Exercise instructions: Turn the data below into a JSON list of strings, with each line as its own string and blank lines skipped.

>> BEGIN Rows

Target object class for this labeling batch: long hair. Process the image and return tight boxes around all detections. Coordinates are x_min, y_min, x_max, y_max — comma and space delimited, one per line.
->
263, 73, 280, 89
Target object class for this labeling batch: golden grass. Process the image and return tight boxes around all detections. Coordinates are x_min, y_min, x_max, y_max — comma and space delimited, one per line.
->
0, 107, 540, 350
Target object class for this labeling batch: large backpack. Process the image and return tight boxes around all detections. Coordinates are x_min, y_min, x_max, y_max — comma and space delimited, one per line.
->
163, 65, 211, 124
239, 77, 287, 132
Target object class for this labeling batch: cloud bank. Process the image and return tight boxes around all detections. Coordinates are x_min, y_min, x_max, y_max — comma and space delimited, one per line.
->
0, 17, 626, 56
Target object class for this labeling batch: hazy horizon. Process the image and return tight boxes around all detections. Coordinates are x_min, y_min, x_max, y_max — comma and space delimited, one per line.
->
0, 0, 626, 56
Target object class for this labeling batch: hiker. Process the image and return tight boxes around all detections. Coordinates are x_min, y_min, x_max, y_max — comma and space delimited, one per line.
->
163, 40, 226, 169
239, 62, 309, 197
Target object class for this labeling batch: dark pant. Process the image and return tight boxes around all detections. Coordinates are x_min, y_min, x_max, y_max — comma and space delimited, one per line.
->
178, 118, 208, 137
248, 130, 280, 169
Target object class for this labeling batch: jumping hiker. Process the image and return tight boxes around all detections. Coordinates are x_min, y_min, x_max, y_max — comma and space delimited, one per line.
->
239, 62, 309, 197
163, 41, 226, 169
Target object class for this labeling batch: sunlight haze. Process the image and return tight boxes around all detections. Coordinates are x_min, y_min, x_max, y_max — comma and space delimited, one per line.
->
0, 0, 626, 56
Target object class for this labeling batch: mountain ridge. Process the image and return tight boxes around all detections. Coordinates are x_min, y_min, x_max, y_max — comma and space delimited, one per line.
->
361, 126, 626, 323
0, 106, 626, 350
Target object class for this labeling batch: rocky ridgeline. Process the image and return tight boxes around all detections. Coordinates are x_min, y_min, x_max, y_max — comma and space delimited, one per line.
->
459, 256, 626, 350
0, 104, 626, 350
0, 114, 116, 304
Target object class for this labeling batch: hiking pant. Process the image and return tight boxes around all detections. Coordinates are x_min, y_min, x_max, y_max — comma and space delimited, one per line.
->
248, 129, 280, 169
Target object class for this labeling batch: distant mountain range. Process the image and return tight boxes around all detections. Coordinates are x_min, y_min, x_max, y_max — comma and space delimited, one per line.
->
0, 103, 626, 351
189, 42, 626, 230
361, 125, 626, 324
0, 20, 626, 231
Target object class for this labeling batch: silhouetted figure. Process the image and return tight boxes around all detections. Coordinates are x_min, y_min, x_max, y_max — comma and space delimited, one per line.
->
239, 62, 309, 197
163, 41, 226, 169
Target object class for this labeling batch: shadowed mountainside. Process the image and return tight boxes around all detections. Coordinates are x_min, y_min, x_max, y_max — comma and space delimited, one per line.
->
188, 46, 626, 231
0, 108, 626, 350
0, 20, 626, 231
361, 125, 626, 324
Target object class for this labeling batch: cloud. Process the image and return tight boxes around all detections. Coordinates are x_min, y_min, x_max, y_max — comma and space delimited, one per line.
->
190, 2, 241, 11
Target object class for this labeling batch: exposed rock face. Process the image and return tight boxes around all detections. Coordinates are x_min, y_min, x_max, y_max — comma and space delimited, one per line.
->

>> END Rows

Result of the task:
[
  "Target object class for this labeling batch: long hair. Process the image and return tight boxes around all detections. Coordinates are x_min, y_min, x_max, y_max — comma and space delimited, one per line.",
  "->",
  "263, 73, 280, 89",
  "Target object class for this labeling batch: golden grass. Process the image and return tight boxes around all detections. Coordinates are x_min, y_min, x_max, y_max — comma and space delimited, one per line.",
  "->",
  "0, 107, 540, 350",
  "Target object class for this labeling batch: large backpack. Process the image and return tight boxes around all detections. Coordinates are x_min, y_min, x_max, y_max — comma and space delimited, one per line.",
  "->",
  "163, 65, 211, 124",
  "239, 77, 287, 132",
  "Target object class for this labeling batch: cloud bank. Process the image and return tight boxes around all detections. Coordinates are x_min, y_min, x_max, y_max — comma and space delimited, one per line.",
  "->",
  "0, 17, 626, 56",
  "Target object class for this labeling batch: hazy horizon. Process the image and return tight boxes around all detections. Coordinates are x_min, y_min, x_max, y_max — comma and space delimited, one per line.",
  "->",
  "0, 0, 626, 56",
  "Target object class for this labeling batch: hiker. Process the image and return tight boxes around all detections. Coordinates are x_min, y_min, x_max, y_max — comma and space delimited, one per line.",
  "->",
  "163, 40, 226, 169",
  "239, 62, 309, 197",
  "Target object class for this labeling batch: dark pant. Process the image and return tight boxes around all detections. Coordinates are x_min, y_min, x_max, y_max — comma and space delimited, one per line.",
  "->",
  "178, 118, 208, 137",
  "248, 130, 280, 169",
  "Target object class for this labeling batch: jumping hiker. Process the image and return tight boxes around all detections. Coordinates are x_min, y_min, x_max, y_max — comma and space delimited, one per line.",
  "->",
  "239, 62, 309, 197",
  "163, 41, 226, 169",
  "Target object class for this labeling batch: sunlight haze. Process the image and return tight boxes around all detections. Coordinates are x_min, y_min, x_max, y_max — comma and space delimited, one per line.",
  "->",
  "0, 0, 626, 56",
  "Target object class for this labeling batch: mountain ridge. Process the image and return tight boxes around all detections. Coordinates are x_min, y_min, x_max, y_max — comma and space delimited, one per line.",
  "->",
  "361, 126, 626, 323",
  "0, 106, 626, 350",
  "Target object class for this labeling batch: rocky ridgeline. Process the image and return tight boxes around all detections. Coordinates are x_min, y_min, x_max, y_max — comma and space delimited, one per line.",
  "->",
  "459, 256, 626, 350",
  "0, 104, 626, 350",
  "0, 114, 116, 304",
  "Target object class for this labeling batch: hiking pant. Process the image and return tight boxes around all detections. Coordinates are x_min, y_min, x_max, y_max — comma and space delimited, one per line.",
  "->",
  "248, 129, 280, 169",
  "Target object class for this labeling batch: distant mountain range. Process the image and return tight boxes around all detections. Coordinates are x_min, y_min, x_max, y_max — comma and space delimited, one per line.",
  "->",
  "0, 103, 626, 351",
  "189, 42, 626, 230",
  "361, 125, 626, 324",
  "0, 20, 626, 231",
  "Target object class for this labeling batch: silhouetted figure. Process the image and return tight boxes around all detections. Coordinates are x_min, y_min, x_max, y_max — comma and space delimited, one per line.",
  "->",
  "239, 62, 309, 197",
  "163, 41, 226, 169",
  "Target object class for this labeling batch: shadowed mountainside. Process the image and return tight boxes around all detections. Coordinates are x_min, y_min, x_max, y_max — comma and space delimited, one per line.",
  "->",
  "188, 46, 626, 231",
  "0, 108, 626, 350",
  "0, 20, 626, 231",
  "361, 125, 626, 324",
  "Target object class for this labeling batch: cloud. Process the image and return tight boxes around all detections. Coordinates are x_min, y_min, x_max, y_max — comma and space delimited, one per line.",
  "->",
  "190, 2, 241, 11",
  "Target object class for this labeling batch: exposed rock face. Process the image and return tight boxes around all detections. Coordinates are x_min, y_min, x_max, y_max — comma and space delimited, one per line.",
  "->"
]